* _Aim of the exercise_
Which lines of the records below contain the word "wooden"? Report each of them in full.

*** Opening of Information shown ***

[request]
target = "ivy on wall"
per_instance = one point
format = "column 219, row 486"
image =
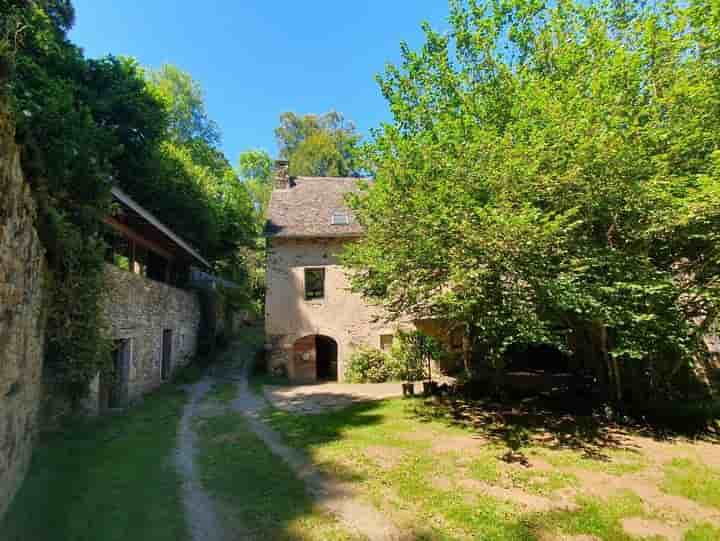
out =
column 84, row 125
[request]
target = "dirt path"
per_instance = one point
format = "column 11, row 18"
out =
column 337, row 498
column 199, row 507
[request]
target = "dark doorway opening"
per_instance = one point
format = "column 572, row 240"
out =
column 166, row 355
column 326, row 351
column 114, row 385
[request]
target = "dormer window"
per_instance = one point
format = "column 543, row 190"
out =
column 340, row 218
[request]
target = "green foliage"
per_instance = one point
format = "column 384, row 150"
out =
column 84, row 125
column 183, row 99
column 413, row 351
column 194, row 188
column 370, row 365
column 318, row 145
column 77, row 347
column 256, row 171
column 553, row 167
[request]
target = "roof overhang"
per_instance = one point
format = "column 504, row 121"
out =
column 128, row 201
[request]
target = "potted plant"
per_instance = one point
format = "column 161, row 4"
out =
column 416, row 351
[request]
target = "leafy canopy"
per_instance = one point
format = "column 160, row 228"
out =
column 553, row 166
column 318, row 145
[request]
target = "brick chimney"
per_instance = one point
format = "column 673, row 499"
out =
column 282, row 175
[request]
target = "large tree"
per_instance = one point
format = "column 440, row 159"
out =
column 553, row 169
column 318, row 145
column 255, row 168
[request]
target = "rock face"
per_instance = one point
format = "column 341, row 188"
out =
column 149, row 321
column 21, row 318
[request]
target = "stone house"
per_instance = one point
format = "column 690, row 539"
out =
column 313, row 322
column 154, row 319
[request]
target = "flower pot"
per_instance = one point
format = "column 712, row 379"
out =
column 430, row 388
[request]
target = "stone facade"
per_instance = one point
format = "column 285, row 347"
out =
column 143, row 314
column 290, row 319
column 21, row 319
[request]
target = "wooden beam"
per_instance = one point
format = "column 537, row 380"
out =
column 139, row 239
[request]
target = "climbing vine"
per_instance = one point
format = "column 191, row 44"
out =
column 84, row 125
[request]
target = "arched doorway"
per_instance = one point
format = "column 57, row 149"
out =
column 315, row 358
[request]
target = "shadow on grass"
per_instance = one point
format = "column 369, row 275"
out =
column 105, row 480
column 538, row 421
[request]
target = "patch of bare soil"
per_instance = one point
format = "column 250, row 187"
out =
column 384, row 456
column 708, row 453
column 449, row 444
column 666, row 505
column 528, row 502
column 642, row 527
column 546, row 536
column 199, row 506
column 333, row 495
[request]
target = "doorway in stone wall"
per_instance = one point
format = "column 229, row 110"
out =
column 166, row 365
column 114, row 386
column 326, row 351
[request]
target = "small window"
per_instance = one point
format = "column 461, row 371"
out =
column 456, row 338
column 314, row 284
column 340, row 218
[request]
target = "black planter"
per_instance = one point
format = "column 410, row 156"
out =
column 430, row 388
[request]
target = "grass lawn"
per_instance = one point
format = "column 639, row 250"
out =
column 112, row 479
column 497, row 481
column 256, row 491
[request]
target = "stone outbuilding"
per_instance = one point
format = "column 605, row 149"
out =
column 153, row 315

*** Close of Information shown ***
*** Opening of Information shown ***

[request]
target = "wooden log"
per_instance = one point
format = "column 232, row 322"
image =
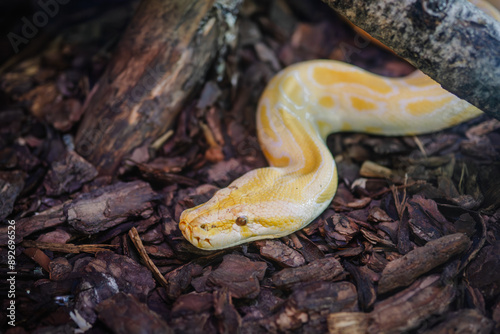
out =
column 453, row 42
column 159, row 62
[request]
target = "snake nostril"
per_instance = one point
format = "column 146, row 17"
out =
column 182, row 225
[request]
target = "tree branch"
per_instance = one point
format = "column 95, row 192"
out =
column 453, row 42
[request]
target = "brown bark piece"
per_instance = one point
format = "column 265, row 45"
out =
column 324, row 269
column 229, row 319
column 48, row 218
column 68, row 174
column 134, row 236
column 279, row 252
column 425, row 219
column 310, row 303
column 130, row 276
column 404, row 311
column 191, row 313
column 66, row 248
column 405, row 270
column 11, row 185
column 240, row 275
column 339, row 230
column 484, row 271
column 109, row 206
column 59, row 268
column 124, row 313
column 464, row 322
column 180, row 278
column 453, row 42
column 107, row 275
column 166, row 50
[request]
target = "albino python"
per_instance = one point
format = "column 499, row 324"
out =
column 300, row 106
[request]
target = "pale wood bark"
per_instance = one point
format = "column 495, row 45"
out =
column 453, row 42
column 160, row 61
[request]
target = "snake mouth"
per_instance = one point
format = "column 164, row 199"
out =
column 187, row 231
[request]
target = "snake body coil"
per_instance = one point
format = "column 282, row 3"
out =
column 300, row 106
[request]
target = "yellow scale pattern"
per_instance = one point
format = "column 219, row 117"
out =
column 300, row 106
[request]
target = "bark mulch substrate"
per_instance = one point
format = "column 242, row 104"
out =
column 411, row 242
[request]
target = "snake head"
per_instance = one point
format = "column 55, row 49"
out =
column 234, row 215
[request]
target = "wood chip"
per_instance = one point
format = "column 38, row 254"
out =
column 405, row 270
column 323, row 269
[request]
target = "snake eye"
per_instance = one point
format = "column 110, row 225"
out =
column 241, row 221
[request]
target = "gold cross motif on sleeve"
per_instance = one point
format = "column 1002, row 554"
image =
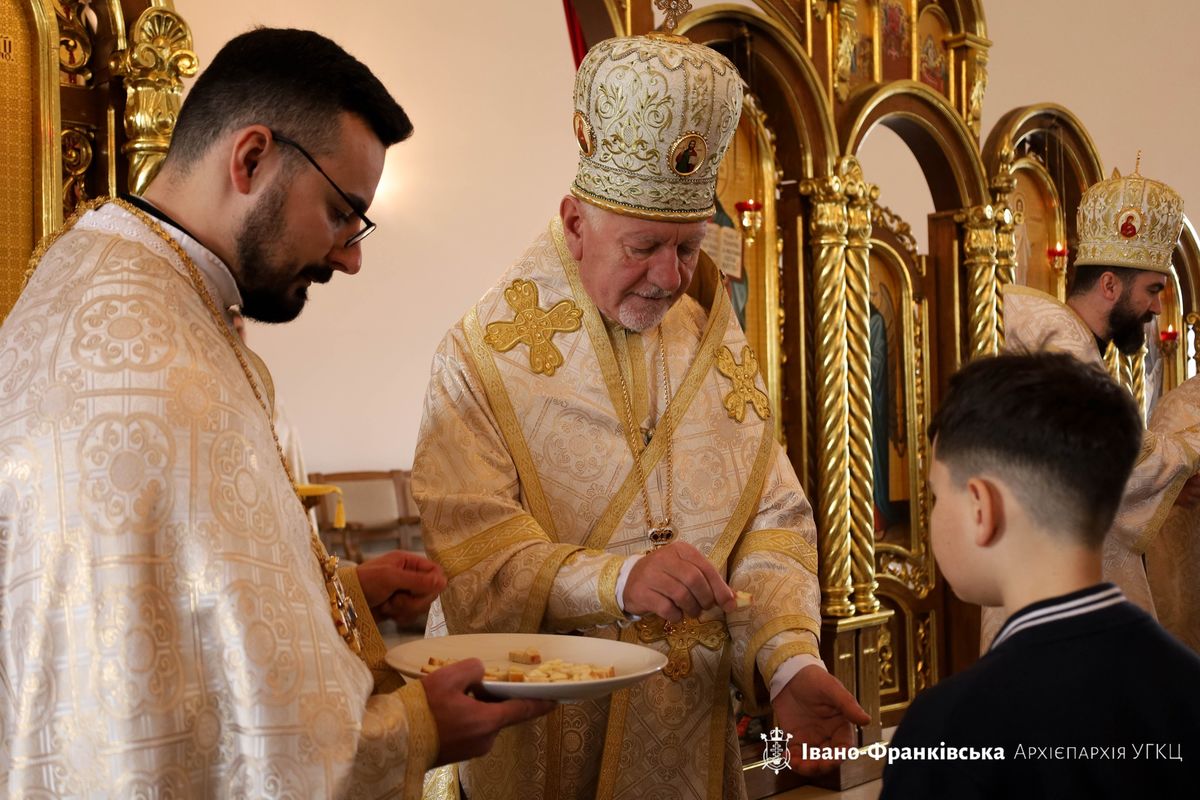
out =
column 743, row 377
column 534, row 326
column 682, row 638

*** Close of Information shown ***

* _Your response_
target = "wooden beam"
target = "wooden log"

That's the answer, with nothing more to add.